>> START
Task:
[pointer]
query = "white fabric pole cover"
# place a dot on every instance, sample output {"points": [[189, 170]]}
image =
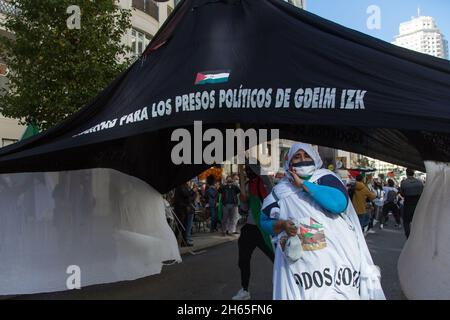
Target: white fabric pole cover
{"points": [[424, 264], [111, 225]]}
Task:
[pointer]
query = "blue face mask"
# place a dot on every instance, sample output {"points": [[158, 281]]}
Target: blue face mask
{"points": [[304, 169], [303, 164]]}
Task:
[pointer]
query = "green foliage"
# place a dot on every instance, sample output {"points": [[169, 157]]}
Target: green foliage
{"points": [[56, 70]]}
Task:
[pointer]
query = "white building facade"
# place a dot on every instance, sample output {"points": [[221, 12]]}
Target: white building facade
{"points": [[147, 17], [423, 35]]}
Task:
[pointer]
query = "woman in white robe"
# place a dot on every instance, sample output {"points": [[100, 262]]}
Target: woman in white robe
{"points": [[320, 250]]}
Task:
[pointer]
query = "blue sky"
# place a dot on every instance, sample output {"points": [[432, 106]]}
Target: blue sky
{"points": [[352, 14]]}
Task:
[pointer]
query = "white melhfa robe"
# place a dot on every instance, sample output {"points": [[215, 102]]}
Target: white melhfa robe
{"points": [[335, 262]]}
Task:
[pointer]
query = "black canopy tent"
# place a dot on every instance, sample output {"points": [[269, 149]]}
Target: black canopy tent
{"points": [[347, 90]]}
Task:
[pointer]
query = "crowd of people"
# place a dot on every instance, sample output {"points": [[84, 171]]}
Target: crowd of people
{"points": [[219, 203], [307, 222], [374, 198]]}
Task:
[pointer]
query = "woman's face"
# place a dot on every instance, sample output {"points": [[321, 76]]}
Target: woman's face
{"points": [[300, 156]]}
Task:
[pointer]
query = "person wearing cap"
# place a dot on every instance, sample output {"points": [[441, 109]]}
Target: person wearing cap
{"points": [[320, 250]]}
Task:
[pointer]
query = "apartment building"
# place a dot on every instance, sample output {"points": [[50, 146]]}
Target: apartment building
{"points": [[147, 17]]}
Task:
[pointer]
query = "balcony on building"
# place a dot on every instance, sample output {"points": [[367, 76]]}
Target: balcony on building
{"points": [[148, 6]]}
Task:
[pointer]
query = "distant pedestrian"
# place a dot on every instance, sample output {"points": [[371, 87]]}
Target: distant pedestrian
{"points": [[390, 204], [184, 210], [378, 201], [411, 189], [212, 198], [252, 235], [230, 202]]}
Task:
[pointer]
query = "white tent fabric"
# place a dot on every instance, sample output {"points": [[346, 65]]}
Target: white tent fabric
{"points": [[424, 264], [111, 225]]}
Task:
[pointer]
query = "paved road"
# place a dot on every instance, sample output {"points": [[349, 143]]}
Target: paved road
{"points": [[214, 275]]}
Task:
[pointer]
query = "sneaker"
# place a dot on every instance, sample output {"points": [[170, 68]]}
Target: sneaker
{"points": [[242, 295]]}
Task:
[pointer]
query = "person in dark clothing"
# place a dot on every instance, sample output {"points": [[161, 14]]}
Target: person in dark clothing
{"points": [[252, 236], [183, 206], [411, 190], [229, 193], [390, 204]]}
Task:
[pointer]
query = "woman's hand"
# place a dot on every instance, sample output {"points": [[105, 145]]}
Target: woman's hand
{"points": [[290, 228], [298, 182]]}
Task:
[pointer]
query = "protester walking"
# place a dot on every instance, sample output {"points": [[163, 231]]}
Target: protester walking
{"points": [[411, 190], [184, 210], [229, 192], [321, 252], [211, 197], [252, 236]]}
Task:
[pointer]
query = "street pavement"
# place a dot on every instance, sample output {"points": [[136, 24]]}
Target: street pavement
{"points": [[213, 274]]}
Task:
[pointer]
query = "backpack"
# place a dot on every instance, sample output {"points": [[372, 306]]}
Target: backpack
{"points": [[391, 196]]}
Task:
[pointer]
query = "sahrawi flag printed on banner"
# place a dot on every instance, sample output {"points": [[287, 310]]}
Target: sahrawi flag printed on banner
>> END
▶ What you have to do
Quote the records above in full, dropping each picture.

▶ Task answer
Task:
[pointer]
query = "white fabric pole cover"
# place a dot on every instance, sample output {"points": [[189, 170]]}
image =
Target: white fabric pole cover
{"points": [[424, 264], [111, 225]]}
Task:
[pointer]
query = "blue face mask"
# place a dot on every instance, sample output {"points": [[158, 281]]}
Target: blue face mask
{"points": [[304, 169], [303, 164]]}
Task:
[pointer]
query = "green foliage"
# place a dot on every instance, sample output {"points": [[169, 157]]}
Target: green foliage
{"points": [[56, 70]]}
Task:
[pointer]
query = "white building facade"
# place a dot on every instance, sample output {"points": [[221, 12]]}
Target: white building facade
{"points": [[147, 17], [423, 35]]}
Task:
[pointer]
query = "woman in white robe"
# place a dot on every instance, sample output {"points": [[100, 262]]}
Target: woman in white robe
{"points": [[320, 250]]}
Task:
[pointer]
query = "blue sky"
# place a dot on every instance, sample output {"points": [[432, 106]]}
Target: blue sky
{"points": [[352, 14]]}
Task:
[pointer]
query = "white melhfa robe"
# place a dot on every instance, sample output {"points": [[215, 102]]}
Target: white melhfa robe
{"points": [[335, 262]]}
Task:
[pointer]
query = "black canopy tent"
# place a dot on every instance, sample output {"points": [[269, 149]]}
Target: black canopy tent
{"points": [[347, 90]]}
Task:
[pointer]
query = "crowd of people"
# place a dot on every instance, sample output {"points": [[84, 171]]}
Target: crowd of people
{"points": [[219, 203], [307, 222], [374, 198]]}
Task:
[pointer]
query = "woman's face"
# place a dot on every instance, sample output {"points": [[321, 76]]}
Target: woman's face
{"points": [[300, 156]]}
Task:
[pointer]
query = "person wearing cap"
# place a dot on every instance, sample output {"points": [[441, 109]]}
Target: person wearing cap
{"points": [[320, 250]]}
Task:
[pointer]
query = "apartment building"
# place a dot on every instance, sample output {"points": [[50, 146]]}
Target: apartment building
{"points": [[147, 17]]}
Task:
[pointer]
query = "balcony on building"
# place a dot on every instance, sample output {"points": [[367, 76]]}
Target: balcony on building
{"points": [[148, 6]]}
Task:
[pointer]
query = "distant pedestrian"
# place a dot on every instance, sample output {"points": [[371, 87]]}
Target: distant pedestrian
{"points": [[390, 204], [184, 210], [378, 201], [411, 189], [212, 198], [252, 235], [230, 202]]}
Task:
[pointer]
query = "white tent fabric"
# place a dot on every instance, sample output {"points": [[346, 65]]}
Target: white tent fabric
{"points": [[424, 264], [111, 225]]}
Task:
[pointer]
query = "paved road"
# place a dot on every instance, sample output {"points": [[349, 143]]}
Target: paved road
{"points": [[214, 275]]}
Task:
[pointer]
query = "sneaker"
# place a dot on every instance, sample output {"points": [[170, 68]]}
Target: sneaker
{"points": [[242, 295]]}
Task:
[pointer]
query = "person in dark clothing"
# place a dot on every instance, sample output {"points": [[161, 14]]}
Target: person in dark clothing
{"points": [[252, 236], [183, 206], [411, 190], [229, 193], [390, 204]]}
Task:
[pointer]
query = "woman's hand"
# place a dot on every instance, sample output {"points": [[105, 145]]}
Target: woman's hand
{"points": [[290, 228], [298, 182]]}
Task:
[pointer]
query = "protester walking"
# place a dot on every instance, sample output {"points": [[163, 231]]}
Target: protester walking
{"points": [[411, 190], [184, 210], [229, 192], [321, 252], [211, 197], [252, 236]]}
Task:
[pointer]
query = "street pavement"
# place a dot on every instance, sample output {"points": [[136, 24]]}
Target: street pavement
{"points": [[213, 274]]}
Task:
[pointer]
query = "backpack"
# place a dot on every instance, sample output {"points": [[372, 306]]}
Target: backpack
{"points": [[391, 196]]}
Task:
[pointer]
query = "sahrawi flag printed on banner"
# place a dot on every instance, sample output {"points": [[287, 310]]}
Target: sahrawi flag printed on banner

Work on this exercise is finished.